Rewrite everything in the listing from the line containing "Query: tree trunk" down to the line containing "Query: wooden table top", swapping "white backdrop" for "plain white backdrop" and keeping every other part unchanged. Return only those lines.

- Extracted entries -
▬▬▬
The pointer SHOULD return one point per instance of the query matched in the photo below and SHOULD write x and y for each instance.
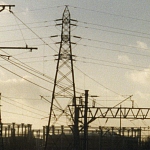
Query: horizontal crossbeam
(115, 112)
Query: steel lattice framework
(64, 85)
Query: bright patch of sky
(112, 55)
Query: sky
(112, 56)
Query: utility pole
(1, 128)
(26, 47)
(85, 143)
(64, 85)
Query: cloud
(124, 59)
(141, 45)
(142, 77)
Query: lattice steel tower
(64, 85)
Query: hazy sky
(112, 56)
▬▬▬
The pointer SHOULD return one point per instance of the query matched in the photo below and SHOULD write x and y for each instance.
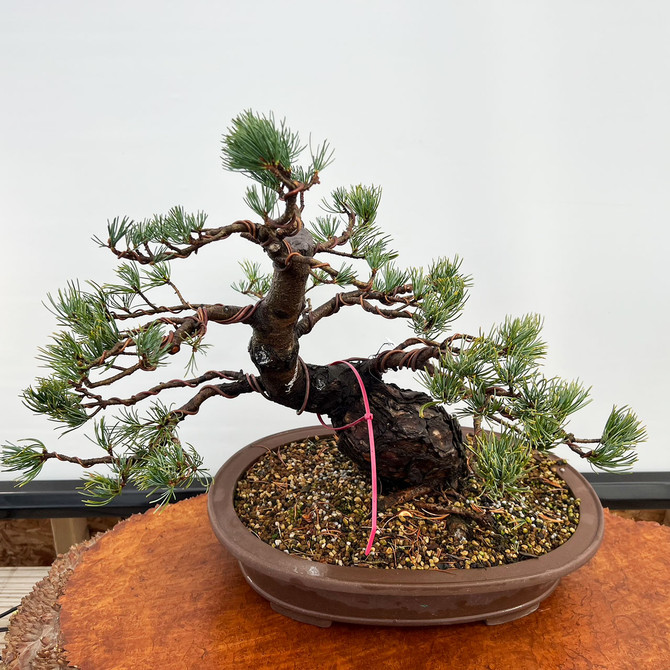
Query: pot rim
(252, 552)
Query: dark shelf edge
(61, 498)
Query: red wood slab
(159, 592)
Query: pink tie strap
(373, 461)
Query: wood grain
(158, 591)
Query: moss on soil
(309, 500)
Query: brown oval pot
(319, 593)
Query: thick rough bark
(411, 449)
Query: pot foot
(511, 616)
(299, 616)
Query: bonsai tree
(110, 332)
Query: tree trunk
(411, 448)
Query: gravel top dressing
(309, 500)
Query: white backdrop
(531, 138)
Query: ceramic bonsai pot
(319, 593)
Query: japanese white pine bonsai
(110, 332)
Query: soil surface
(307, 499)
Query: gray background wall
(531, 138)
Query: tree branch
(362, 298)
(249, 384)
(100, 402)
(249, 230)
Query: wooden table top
▬▬▬
- The result -
Query: tree trunk
(411, 448)
Query: gravel top dressing
(309, 500)
Query: plain white backdrop
(531, 138)
Query: ceramic bonsai pot
(319, 593)
Query: japanese white pine bonsai
(110, 332)
Query: soil surface
(307, 499)
Query: gray background wall
(531, 138)
Query: tree branch
(362, 298)
(249, 384)
(100, 402)
(249, 230)
Query: wooden table top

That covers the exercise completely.